▶ [Short task]:
Render all the items below as a Markdown table with the columns Row and Line, numbering each nonblank line in order and skipping blank ones. Leave the pictures out.

★ ★ ★ ★ ★

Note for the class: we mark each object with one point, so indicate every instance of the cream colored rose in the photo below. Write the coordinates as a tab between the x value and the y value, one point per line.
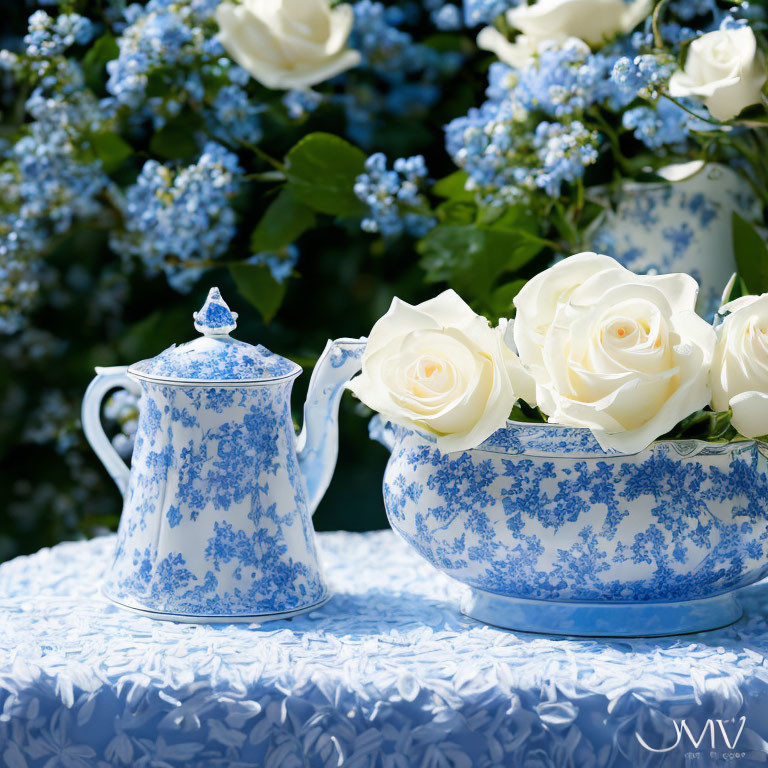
440	368
621	354
740	366
518	54
724	69
593	21
288	43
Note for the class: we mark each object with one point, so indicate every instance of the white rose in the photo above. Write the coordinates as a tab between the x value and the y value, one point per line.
622	354
723	68
593	21
518	54
740	366
440	368
288	43
514	54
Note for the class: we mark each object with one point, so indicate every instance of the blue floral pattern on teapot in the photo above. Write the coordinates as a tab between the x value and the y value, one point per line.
216	523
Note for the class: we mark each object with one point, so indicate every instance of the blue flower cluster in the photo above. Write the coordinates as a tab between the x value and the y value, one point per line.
177	220
395	202
234	117
665	125
49	176
410	73
566	79
47	37
444	15
165	35
642	76
280	263
564	150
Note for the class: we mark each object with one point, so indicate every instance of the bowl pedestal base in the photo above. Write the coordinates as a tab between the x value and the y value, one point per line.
594	619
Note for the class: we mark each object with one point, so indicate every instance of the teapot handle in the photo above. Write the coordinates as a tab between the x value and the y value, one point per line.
106	380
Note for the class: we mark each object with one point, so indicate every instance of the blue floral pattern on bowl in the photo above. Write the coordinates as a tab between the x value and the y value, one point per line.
541	513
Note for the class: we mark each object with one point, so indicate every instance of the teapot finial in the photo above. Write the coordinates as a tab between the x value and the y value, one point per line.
215	318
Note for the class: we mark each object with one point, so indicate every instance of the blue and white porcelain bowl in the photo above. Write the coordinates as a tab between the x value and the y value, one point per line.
553	534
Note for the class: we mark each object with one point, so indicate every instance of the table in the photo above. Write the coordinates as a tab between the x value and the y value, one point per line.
388	674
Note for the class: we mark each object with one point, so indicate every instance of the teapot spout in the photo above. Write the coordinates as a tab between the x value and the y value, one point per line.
318	443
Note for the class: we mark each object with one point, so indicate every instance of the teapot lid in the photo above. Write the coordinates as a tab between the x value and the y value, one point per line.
215	357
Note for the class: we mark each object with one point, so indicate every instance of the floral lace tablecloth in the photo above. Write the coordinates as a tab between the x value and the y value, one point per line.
388	673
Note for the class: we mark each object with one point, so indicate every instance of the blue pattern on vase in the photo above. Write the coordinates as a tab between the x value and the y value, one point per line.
541	512
683	226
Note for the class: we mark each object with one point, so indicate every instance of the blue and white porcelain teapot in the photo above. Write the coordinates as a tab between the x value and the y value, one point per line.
216	522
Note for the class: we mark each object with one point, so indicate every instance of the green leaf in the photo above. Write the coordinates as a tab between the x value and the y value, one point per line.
111	150
154	333
94	62
457	212
284	221
470	259
751	255
256	284
321	171
174	142
452	186
502	297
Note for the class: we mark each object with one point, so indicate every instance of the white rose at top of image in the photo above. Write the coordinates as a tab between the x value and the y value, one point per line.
593	21
724	69
622	354
288	44
740	365
440	368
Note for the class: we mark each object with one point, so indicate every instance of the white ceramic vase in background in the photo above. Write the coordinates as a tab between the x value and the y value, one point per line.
680	226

★ ★ ★ ★ ★

▶ [Exercise result]:
| Row | Line |
|---|---|
| 1 | Note for the class: we mark each object with one point, so indicate every instance of the cream colored rose in the photo below. Write the coordinates as a tab between the x value and the y value, one point per line. |
| 2 | 440	368 |
| 3 | 621	354 |
| 4 | 740	366 |
| 5 | 518	54 |
| 6 | 724	69 |
| 7 | 593	21 |
| 8 | 288	43 |
| 9 | Note for the class: we mark each object with one point, so indicate every instance of the white rose in the photo above. Write the coordinates as a tab between the x value and the y value, one point per line. |
| 10 | 622	354 |
| 11 | 723	68 |
| 12 | 593	21 |
| 13 | 518	54 |
| 14 | 740	366 |
| 15 | 440	368 |
| 16 | 288	43 |
| 17 | 514	54 |
| 18 | Note for the class: we mark each object with one point, so indicate every instance of the blue floral pattern on teapot in the photo above. Write the coordinates as a tab between the x value and the y value, one point per line. |
| 19 | 216	523 |
| 20 | Note for the class: we mark each object with one point, so indicate every instance of the blue flower cluster in the photo above. Write the coordinates as a tab between the x value and the y value, one point per line. |
| 21 | 177	220 |
| 22 | 395	202 |
| 23 | 234	117 |
| 24 | 665	125 |
| 25 | 49	176 |
| 26 | 410	73 |
| 27 | 566	79 |
| 28 | 47	37 |
| 29 | 444	15 |
| 30 | 165	35 |
| 31 | 642	76 |
| 32 | 280	263 |
| 33 | 564	150 |
| 34 | Note for the class: we mark each object with one point, so indicate every instance of the bowl pedestal base in the photo above. Write the coordinates as a tab between the x value and the y value, one point per line. |
| 35 | 594	619 |
| 36 | Note for the class: we mark each object with one point, so indicate every instance of the teapot handle in the photo above. Write the coordinates as a tab between the x value and the y value, one point per line. |
| 37 | 106	380 |
| 38 | Note for the class: we mark each object with one point, so indicate every instance of the blue floral pattern on bowl in the photo above. Write the coordinates as a tab between the x value and the y value, one point per line. |
| 39 | 541	513 |
| 40 | Note for the class: we mark each object with one point, so indicate every instance of the teapot finial in the photo above. Write the coordinates as a tab between the x value and the y value, one point per line. |
| 41 | 215	318 |
| 42 | Note for the class: we mark each object with one point, so indicate every instance of the blue and white porcelain bowl in the photo above. Write the coordinates as a tab between the x value and the y value, one point per line. |
| 43 | 553	534 |
| 44 | Note for the class: we mark each object with one point, so indicate every instance of the table in the photo above. Write the coordinates as a tab between the x value and the y value, one point per line. |
| 45 | 388	674 |
| 46 | Note for the class: we mark each object with one point, so indicate every instance of the teapot spout in the photo above. Write the coordinates as a tab between the x value and the y value, one point per line. |
| 47 | 318	443 |
| 48 | Note for the class: we mark each object with one point, so indicate every instance of the teapot lid in the photo above. Write the coordinates as a tab between the x value and the y value, one point per line. |
| 49 | 215	357 |
| 50 | Note for the class: we mark each object with one point, so indicate every instance of the floral lace tablecloth in the photo above. Write the coordinates as a tab between the x value and the y value, one point per line. |
| 51 | 388	673 |
| 52 | Note for the class: we mark each object with one point, so indicate every instance of the blue pattern on vase in the photo above. Write the coordinates as a tab between the x value and the y value, one point per line. |
| 53 | 541	512 |
| 54 | 683	226 |
| 55 | Note for the class: we mark each object with one point, so indicate every instance of the blue and white porcelain teapot in the photo above. Write the coordinates as a tab between the x value and the y value, one point per line. |
| 56 | 216	522 |
| 57 | Note for the class: we mark each object with one point, so indicate every instance of the green leaf in the photo above. Write the coordinates as a tab between the x value and the y value, one point per line. |
| 58 | 111	150 |
| 59 | 154	333 |
| 60 | 94	62 |
| 61 | 457	212 |
| 62 | 284	221 |
| 63 | 470	259 |
| 64 | 751	255 |
| 65 | 256	284 |
| 66 | 321	171 |
| 67 | 174	142 |
| 68 | 452	186 |
| 69 | 502	297 |
| 70 | Note for the class: we mark each object with one point, so indicate every instance of the white rose at top of image in the photo above. Write the coordinates as a tab between the x value and the y value, one point per line. |
| 71 | 593	21 |
| 72 | 724	69 |
| 73 | 622	354 |
| 74 | 288	44 |
| 75 | 740	365 |
| 76 | 440	368 |
| 77 | Note for the class: we mark each object with one point, so indicate every instance of the white ceramic vase in background in the photo above. Write the coordinates as a tab between the x value and the y value, one point per line. |
| 78 | 680	226 |